_EXERCISE DIRECTIONS_
Extract all of the entries and give them again, word for word.
'''
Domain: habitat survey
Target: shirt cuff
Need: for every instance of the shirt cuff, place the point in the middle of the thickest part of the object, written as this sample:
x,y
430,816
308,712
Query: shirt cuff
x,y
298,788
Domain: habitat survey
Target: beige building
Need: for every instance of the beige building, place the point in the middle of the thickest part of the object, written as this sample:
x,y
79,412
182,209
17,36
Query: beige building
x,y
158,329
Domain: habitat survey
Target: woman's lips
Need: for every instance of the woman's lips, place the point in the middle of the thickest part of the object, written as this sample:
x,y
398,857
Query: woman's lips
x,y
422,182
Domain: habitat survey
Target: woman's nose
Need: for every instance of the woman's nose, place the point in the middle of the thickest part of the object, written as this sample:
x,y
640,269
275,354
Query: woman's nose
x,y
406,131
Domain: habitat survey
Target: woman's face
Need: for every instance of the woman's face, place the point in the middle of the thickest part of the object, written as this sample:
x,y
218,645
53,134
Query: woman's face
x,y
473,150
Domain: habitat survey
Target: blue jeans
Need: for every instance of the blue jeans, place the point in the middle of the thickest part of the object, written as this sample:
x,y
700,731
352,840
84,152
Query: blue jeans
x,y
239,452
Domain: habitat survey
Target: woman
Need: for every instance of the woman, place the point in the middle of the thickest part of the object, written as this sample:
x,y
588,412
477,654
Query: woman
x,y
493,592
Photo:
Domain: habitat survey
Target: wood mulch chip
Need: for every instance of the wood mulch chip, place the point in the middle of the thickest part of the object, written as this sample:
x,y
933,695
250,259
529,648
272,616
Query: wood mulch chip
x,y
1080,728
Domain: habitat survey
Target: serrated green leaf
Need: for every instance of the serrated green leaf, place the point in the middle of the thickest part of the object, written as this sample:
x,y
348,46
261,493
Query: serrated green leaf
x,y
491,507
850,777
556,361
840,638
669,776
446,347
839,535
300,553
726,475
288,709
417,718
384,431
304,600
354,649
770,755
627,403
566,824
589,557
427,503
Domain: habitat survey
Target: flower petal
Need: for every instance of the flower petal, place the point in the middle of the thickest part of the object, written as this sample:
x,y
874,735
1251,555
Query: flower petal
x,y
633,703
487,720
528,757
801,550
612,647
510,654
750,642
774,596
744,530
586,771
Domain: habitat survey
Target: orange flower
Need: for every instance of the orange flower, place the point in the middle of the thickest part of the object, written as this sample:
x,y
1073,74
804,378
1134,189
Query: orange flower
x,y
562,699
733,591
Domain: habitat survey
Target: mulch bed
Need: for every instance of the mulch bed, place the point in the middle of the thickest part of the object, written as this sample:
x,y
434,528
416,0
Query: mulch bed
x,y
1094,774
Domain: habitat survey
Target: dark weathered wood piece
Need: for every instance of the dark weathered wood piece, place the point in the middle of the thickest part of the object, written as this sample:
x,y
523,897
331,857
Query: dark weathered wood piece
'''
_TASK OUTPUT_
Domain: habitat survey
Target: shirt cuff
Need: for every instance of the shirt cuff, place the point in the middle of the thickest part of the object, written as this sample:
x,y
430,816
308,712
Query: shirt cuff
x,y
298,788
Domain: habitat survey
Target: beige building
Need: for every instance of the beige building, place the point in the middle of the thickest part of the object, written as this sample:
x,y
79,412
182,209
17,36
Query: beige building
x,y
158,329
Domain: habitat survey
Target: woman's lips
Need: for every instance of the woman's lips, place the point in the middle of the thickest part of the object, written as this sample:
x,y
398,857
Query: woman's lips
x,y
422,182
Domain: habitat survey
Target: woman's nose
Need: for every instance of the woman's nose, place the point in the middle of the thickest part of the object, written as this sample:
x,y
640,269
275,354
Query: woman's nose
x,y
406,131
Domain: habitat survey
Target: woman's face
Need: for every instance of the woman's face, place the point in the middle of the thickest part of the object, written as this sample:
x,y
218,645
53,134
Query: woman's face
x,y
473,150
Domain: habitat survey
Target: blue jeans
Need: for every instance of the blue jeans, place the point in the middle of the thickest part of the object, written as this sample:
x,y
700,731
352,840
84,152
Query: blue jeans
x,y
239,452
Domain: habitat survey
Target: woman
Need: for every instance of the woman, place the point in the middle of the thickest part of the object, written as this sample:
x,y
588,412
477,654
Query: woman
x,y
493,592
Photo:
Domain: habitat survey
Target: wood mulch chip
Need: for every instance of the wood mulch chip, place the point in the middle of the thickest part of the object, written as this sample:
x,y
933,695
250,259
529,648
272,616
Query: wood mulch chip
x,y
1080,728
Domain: habitat survey
Target: serrated green leaf
Need: for every instance of the serrated green leaf, place the point in the middle of the thickest part of the object, written as this sample:
x,y
348,46
261,493
Query: serrated green leaf
x,y
491,507
850,777
556,361
840,638
669,776
446,347
839,535
300,553
726,475
288,709
417,718
384,431
304,600
354,649
770,755
627,403
566,824
589,557
427,503
Domain: habitat survey
Target: flower petal
Need: for every instance of the flower petal, place the point in the middle of the thickest part of the object, written as this sample:
x,y
874,735
1251,555
Query: flower petal
x,y
633,703
487,720
528,757
801,550
612,647
510,654
750,642
774,596
744,530
586,771
Domain: habitat survey
Target: orange flower
Need: for every instance of the orange flower, place the point in the middle of the thickest part of the object, written as this sample:
x,y
1073,74
804,378
1134,189
Query: orange flower
x,y
562,699
733,591
Domain: habitat survey
Target: mulch bed
Need: for every instance of the mulch bed, place the point in the middle of the thickest part of the object, written as this sample:
x,y
434,528
416,0
Query: mulch bed
x,y
1094,774
Domain: habitat survey
Target: dark weathered wood piece
Need: for every instance of the dark weathered wood piece, place the point in the middle of the thickest part of the object, written as this sample:
x,y
523,897
331,857
Query: dark weathered wood piece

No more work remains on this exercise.